Problems and tasks:
a. Copy out the entries word for word, starting from their first line and going through the line containing "pixel 84 277", with that line included.
b. Continue the forum thread about choosing a saltwater aquarium from the point where it stops.

# What made you choose saltwater?



## SmallFry (Sep 25, 2010)

Hi all. I recently joined the forum a few days ago and initially I had planned on setting up a moderately sized, planted freshwater aquarium. Then I just had to go poking around in the Saltwater section and revive an old idea about doing that instead. I am only setting up one tank in the foreseeable future so I have to decide between the two. I have absolutely no experience with saltwater, and a moderate history in freshwater. 

So...what made you go saltwater? What do you "gain" from it? Do you enjoy changing things and tweaking the tank, or is watching the fish your main objective? 

Just pondering my aquatic future. Hopefully I'll get some feedback


----------



## denrgb (Sep 14, 2010)

For me it was a couple of things...

The challenge of learning a lot more. 
All of the amazing colors and choices of fish, reefs/coral.
Just doing something different other than freshwater.
The excitement of watching it grow into what it wants.
Finding new fun creatures that come out of the rock is always interesting too...
...and of course the relaxation and stress relief of watching the fish for hours and hours.

Good luck if you choose to get into it! It's a challenging yet fun road, and mine isn't even set up yet.


----------



## badxgillen (Aug 20, 2010)

Records provided:
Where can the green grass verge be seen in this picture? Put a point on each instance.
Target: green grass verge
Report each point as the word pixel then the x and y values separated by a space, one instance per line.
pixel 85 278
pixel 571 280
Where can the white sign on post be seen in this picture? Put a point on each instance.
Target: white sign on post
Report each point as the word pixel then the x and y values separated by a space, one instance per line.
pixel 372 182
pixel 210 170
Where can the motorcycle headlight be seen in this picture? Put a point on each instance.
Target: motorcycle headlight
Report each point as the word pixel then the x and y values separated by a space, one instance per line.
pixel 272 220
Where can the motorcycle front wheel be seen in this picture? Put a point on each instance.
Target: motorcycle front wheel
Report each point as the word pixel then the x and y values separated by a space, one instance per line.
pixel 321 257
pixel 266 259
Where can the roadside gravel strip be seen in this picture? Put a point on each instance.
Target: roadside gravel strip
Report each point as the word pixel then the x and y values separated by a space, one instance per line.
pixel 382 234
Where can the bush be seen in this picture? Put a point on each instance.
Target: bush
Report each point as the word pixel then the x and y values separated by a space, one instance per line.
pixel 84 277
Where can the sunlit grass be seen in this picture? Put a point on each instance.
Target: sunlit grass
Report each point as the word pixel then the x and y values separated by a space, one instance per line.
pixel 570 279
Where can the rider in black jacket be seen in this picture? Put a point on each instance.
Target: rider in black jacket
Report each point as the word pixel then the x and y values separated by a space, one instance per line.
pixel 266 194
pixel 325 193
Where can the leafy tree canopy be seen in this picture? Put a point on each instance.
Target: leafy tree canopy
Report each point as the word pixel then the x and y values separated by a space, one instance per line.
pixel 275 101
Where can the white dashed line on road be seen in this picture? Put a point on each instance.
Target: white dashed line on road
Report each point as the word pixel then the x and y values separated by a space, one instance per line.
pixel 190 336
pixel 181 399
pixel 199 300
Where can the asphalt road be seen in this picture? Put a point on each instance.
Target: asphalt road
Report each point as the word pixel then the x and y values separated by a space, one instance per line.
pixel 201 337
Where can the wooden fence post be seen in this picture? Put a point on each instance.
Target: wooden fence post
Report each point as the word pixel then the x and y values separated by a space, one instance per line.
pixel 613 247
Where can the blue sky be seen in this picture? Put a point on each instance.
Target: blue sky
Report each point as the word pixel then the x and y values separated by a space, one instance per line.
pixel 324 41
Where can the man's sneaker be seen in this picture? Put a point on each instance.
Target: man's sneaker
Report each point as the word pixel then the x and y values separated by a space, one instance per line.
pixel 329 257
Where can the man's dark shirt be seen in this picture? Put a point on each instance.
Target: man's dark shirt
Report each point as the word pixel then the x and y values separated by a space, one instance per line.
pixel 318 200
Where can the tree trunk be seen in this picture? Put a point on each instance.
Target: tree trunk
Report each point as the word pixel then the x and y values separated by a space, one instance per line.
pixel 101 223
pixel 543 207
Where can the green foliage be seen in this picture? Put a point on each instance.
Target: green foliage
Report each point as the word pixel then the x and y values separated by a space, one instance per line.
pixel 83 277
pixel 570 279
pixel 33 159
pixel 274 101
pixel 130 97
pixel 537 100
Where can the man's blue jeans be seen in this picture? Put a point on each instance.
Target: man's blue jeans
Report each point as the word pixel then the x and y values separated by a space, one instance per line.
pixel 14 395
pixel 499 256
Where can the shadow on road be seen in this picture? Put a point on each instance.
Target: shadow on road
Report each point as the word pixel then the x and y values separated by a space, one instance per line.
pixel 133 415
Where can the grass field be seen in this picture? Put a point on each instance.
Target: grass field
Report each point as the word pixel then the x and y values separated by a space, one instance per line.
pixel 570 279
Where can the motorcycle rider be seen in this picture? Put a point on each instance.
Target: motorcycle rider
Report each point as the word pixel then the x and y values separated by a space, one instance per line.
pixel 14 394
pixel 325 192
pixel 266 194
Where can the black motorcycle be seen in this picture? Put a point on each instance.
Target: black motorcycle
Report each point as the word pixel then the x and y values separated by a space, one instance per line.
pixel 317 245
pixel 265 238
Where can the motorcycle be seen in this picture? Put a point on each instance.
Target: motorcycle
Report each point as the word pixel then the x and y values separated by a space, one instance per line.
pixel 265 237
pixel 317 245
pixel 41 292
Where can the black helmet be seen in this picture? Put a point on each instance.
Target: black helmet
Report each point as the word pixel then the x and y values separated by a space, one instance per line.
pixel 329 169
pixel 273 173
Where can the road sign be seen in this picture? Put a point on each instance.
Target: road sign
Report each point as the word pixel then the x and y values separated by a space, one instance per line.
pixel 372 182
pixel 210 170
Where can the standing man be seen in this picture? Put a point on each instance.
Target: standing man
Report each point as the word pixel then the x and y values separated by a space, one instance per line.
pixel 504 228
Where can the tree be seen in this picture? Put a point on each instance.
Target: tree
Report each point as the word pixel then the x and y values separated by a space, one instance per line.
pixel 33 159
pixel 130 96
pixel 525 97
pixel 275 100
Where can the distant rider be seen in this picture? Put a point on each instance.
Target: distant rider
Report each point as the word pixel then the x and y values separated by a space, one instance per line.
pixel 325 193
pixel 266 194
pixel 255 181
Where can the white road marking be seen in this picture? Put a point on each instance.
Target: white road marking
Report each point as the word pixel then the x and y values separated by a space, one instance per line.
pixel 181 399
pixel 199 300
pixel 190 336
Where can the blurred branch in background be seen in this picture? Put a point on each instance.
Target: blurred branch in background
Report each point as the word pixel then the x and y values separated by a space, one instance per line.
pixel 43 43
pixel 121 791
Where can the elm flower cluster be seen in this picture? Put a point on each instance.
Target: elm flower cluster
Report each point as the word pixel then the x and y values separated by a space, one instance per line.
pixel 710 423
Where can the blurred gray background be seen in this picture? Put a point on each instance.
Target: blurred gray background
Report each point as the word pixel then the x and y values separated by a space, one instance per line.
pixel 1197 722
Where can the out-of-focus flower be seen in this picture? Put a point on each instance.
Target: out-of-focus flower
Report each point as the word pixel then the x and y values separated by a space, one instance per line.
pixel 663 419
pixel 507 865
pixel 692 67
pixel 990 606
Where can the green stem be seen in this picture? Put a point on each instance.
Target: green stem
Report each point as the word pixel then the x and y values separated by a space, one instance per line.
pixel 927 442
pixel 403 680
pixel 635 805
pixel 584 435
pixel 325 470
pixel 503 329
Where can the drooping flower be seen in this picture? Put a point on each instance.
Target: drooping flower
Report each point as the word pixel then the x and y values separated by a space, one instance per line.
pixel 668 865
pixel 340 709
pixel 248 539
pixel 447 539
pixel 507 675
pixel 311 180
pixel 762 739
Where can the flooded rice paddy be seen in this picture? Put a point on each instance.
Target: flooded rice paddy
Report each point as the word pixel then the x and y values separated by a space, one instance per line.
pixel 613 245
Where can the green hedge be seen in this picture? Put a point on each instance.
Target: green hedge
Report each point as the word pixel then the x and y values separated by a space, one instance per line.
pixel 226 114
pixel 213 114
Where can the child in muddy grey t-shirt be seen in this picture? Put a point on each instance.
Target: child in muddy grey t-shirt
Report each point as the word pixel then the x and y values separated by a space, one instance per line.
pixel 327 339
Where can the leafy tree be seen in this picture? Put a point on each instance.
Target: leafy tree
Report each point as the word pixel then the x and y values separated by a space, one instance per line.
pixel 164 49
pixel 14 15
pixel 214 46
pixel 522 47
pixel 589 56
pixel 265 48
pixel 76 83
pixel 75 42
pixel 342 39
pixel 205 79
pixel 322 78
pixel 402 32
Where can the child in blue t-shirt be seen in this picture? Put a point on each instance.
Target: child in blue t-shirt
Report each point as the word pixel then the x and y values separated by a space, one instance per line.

Results in order:
a.
Where can the green grass verge be seen in this picture? Put a point on each instance.
Target: green grass verge
Report each point as the word pixel then the x and y values separated by a space, one instance per line.
pixel 85 278
pixel 571 280
Where can the white sign on post be seen in this picture? Put a point on each instance.
Target: white sign on post
Report each point as the word pixel then the x and y values separated by a space, one instance per line.
pixel 372 182
pixel 210 170
Where can the motorcycle headlight be seen in this picture? Put a point on each instance.
Target: motorcycle headlight
Report each point as the word pixel then the x and y values separated by a space, one instance per line.
pixel 272 220
Where can the motorcycle front wheel be seen in this picture? Put a point on each instance.
Target: motorcycle front wheel
Report each point as the word pixel then the x and y values separated by a space, one instance per line.
pixel 321 257
pixel 266 259
Where can the roadside gravel strip be seen in this picture? Put a point on each instance.
Target: roadside gravel strip
Report each point as the word pixel then the x and y values separated by a space, one instance per line.
pixel 382 234
Where can the bush be seen in this picture? Put a point on each instance.
Target: bush
Report each point as the word pixel then the x and y values separated by a space, one instance per line.
pixel 84 277

b.
*salt*

there is simply just more to it than fish...thats the attraction...so many shrimps,crabs,clams,dusters,corals,anemones,nudibranchs,snails,starfishes,and an infinate array of life on a much smaller scale...as mentioned before just watching the rock at diffent points of maturation can be fun...but there are the cons ...lotsa research.....a chunk of cash....and patience....we can help you with some research i suppose...i still like fresh water but if i had to keep only one it would be salt...thats just me....


----------



## wake49 (Jul 2, 2008)

It's funny, because I chose saltwater for the colorful, exotic looking fish. After I learned about reef tanks, I had a huge craving to do that instead of a FOWLR. The only problem became that certain fish (the ones that my wife and I had wanted in the tank) were not compatible with a reef. So I had to settle for Tangs and clowns instead of the nice Anglefish and Wrasses that pick at corals...

When I was moving in with my wife, we decided that I can get a fish tank. I was going to go the discus route, and she was like, "Man up!! Go saltwater!!" That's probably the biggest reason: a woman questioned my manhood via fishkeeping skills...


----------



## aunt kymmie (Jun 2, 2008)

wake49 said:


> When I was moving in with my wife, we decided that I can get a fish tank. I was going to go the discus route, and she was like, "Man up!! Go saltwater!!" That's probably the biggest reason: a woman questioned my manhood via fishkeeping skills...


:lol: She's a toughie!


----------



## Pasfur (Mar 29, 2008)

All great reasons...

For me, it is the look on random peoples face when they walk into the room and then just stand there staring at the tank, having never seen such color in an aquarium before.


----------



## bearwithfish (Sep 29, 2009)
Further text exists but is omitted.